**Set problem**
Edit the listing below by replacing "branch" with "log", and change nothing else.

**Stored records**
────────────────

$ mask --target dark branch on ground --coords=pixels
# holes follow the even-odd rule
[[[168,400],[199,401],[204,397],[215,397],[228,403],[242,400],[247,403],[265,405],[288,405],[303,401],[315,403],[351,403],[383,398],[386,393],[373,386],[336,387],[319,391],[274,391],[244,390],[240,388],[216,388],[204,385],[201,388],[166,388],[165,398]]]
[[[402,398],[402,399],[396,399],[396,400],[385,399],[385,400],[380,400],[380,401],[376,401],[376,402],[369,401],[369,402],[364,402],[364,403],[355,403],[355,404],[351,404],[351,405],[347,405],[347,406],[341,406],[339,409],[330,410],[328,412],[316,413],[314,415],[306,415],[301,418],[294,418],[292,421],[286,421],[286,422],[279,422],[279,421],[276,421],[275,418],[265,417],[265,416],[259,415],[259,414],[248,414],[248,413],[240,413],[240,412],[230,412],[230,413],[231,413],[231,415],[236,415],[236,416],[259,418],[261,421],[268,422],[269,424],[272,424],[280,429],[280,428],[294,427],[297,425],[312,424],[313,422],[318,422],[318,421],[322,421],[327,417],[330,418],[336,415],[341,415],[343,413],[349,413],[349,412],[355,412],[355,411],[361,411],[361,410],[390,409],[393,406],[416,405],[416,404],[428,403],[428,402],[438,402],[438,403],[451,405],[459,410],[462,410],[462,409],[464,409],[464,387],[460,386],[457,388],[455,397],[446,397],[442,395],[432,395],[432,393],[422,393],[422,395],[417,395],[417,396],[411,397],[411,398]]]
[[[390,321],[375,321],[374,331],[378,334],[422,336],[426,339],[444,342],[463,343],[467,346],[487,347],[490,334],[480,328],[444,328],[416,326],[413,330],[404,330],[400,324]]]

────────────────

**Complete answer**
$ mask --target dark log on ground --coords=pixels
# holes follow the even-odd rule
[[[168,400],[199,401],[204,397],[215,397],[228,403],[242,400],[247,403],[265,405],[288,405],[303,401],[315,403],[351,403],[383,398],[386,393],[373,386],[336,387],[319,391],[274,391],[244,390],[240,388],[216,388],[204,385],[201,388],[166,388],[165,398]]]
[[[402,398],[402,399],[396,399],[396,400],[385,399],[385,400],[380,400],[380,401],[376,401],[376,402],[369,401],[369,402],[364,402],[364,403],[355,403],[355,404],[351,404],[351,405],[347,405],[347,406],[341,406],[339,409],[330,410],[328,412],[316,413],[314,415],[306,415],[301,418],[294,418],[292,421],[286,421],[286,422],[279,422],[279,421],[276,421],[275,418],[265,417],[265,416],[259,415],[259,414],[248,414],[248,413],[240,413],[240,412],[230,412],[230,413],[231,413],[231,415],[236,415],[236,416],[259,418],[261,421],[268,422],[269,424],[272,424],[280,429],[280,428],[294,427],[297,425],[312,424],[313,422],[318,422],[318,421],[322,421],[327,417],[330,418],[336,415],[341,415],[343,413],[349,413],[349,412],[355,412],[355,411],[361,411],[361,410],[390,409],[393,406],[416,405],[416,404],[428,403],[428,402],[438,402],[438,403],[451,405],[459,410],[462,410],[462,409],[464,409],[464,387],[460,386],[457,388],[455,397],[446,397],[442,395],[432,395],[432,393],[422,393],[422,395],[417,395],[417,396],[411,397],[411,398]]]
[[[390,321],[375,321],[374,331],[378,334],[422,336],[426,339],[444,342],[463,343],[467,346],[487,347],[490,334],[480,328],[444,328],[416,326],[413,330],[404,330],[400,324]]]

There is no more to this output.